#### [The request]
List each line in the records below that contains the string "shoe". Treat uppercase and lowercase letters as different.

#### [Material shown]
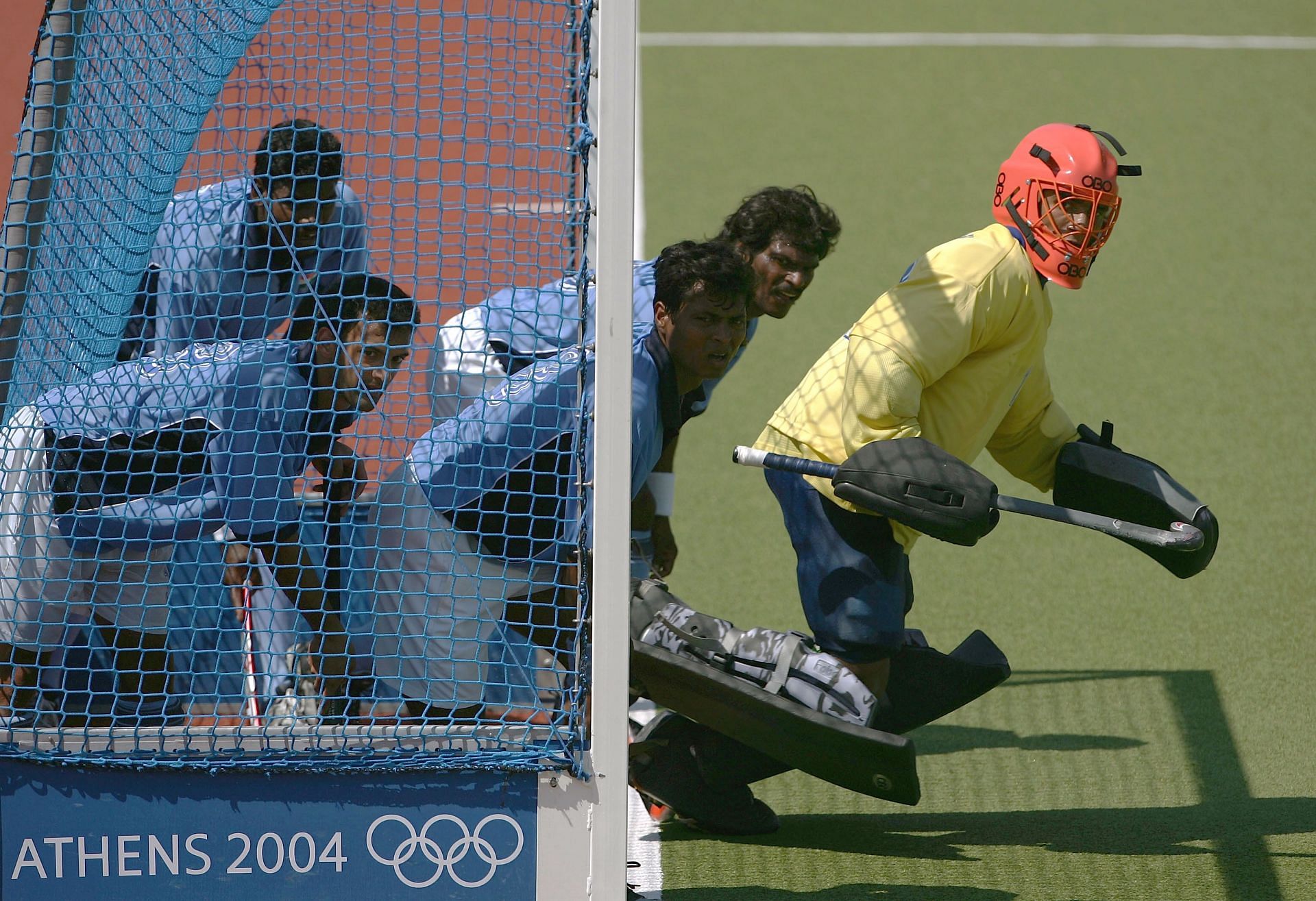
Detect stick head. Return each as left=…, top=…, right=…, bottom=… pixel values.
left=831, top=438, right=1000, bottom=546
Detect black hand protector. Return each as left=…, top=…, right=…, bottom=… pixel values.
left=1053, top=422, right=1220, bottom=579
left=831, top=438, right=1000, bottom=546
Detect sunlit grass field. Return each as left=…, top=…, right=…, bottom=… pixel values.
left=641, top=0, right=1316, bottom=901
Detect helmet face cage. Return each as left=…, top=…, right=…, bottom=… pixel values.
left=1024, top=176, right=1120, bottom=271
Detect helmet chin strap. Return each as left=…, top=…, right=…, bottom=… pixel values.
left=1006, top=188, right=1051, bottom=259
left=1074, top=125, right=1143, bottom=175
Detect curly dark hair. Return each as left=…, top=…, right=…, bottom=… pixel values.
left=288, top=275, right=419, bottom=341
left=654, top=240, right=754, bottom=313
left=717, top=184, right=841, bottom=259
left=252, top=119, right=342, bottom=187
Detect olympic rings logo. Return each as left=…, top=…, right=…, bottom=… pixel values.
left=366, top=813, right=525, bottom=888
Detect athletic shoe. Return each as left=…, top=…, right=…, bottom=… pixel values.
left=631, top=712, right=781, bottom=835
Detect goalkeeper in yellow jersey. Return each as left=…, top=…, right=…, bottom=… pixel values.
left=755, top=123, right=1141, bottom=697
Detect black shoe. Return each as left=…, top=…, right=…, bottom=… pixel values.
left=631, top=713, right=781, bottom=835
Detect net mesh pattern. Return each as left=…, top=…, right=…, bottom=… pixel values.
left=0, top=0, right=592, bottom=769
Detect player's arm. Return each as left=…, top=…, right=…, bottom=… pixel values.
left=837, top=271, right=983, bottom=455
left=987, top=362, right=1077, bottom=491
left=838, top=336, right=924, bottom=456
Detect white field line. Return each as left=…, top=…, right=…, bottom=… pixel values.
left=639, top=32, right=1316, bottom=50
left=626, top=788, right=662, bottom=901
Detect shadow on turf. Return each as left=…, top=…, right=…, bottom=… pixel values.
left=662, top=669, right=1316, bottom=901
left=662, top=883, right=1019, bottom=901
left=910, top=725, right=1146, bottom=758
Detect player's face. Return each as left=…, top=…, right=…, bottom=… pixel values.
left=319, top=321, right=411, bottom=413
left=1043, top=189, right=1114, bottom=247
left=654, top=291, right=748, bottom=391
left=256, top=177, right=338, bottom=251
left=748, top=236, right=818, bottom=319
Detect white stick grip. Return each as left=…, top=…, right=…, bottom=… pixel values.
left=732, top=445, right=767, bottom=468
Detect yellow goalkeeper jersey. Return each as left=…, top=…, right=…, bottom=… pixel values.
left=754, top=225, right=1077, bottom=550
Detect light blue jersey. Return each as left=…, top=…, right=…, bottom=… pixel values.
left=134, top=176, right=369, bottom=356
left=37, top=339, right=354, bottom=544
left=463, top=259, right=758, bottom=416
left=408, top=326, right=682, bottom=562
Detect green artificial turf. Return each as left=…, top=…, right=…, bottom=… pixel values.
left=641, top=0, right=1316, bottom=901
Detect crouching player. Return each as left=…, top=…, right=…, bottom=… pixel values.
left=353, top=242, right=754, bottom=721
left=632, top=123, right=1163, bottom=831
left=430, top=186, right=841, bottom=578
left=0, top=276, right=416, bottom=725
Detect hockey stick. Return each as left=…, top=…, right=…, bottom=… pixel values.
left=242, top=584, right=260, bottom=729
left=732, top=445, right=1204, bottom=551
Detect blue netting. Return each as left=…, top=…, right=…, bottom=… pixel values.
left=0, top=0, right=592, bottom=768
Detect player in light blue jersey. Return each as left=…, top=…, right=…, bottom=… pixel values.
left=353, top=242, right=753, bottom=719
left=429, top=186, right=841, bottom=576
left=0, top=275, right=416, bottom=724
left=119, top=119, right=369, bottom=360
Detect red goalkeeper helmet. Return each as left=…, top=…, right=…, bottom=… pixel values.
left=992, top=123, right=1143, bottom=288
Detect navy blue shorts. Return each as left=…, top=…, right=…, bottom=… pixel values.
left=764, top=469, right=913, bottom=663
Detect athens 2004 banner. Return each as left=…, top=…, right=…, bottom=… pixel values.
left=0, top=762, right=537, bottom=901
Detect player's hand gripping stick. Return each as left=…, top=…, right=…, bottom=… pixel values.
left=732, top=439, right=1203, bottom=551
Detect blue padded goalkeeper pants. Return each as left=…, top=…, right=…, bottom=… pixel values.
left=764, top=469, right=913, bottom=663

#### [Complete response]
Detect athletic shoe. Return each as left=…, top=…, right=…, bottom=… pixel values.
Detect black shoe. Return each as left=…, top=…, right=…, bottom=… pixel values.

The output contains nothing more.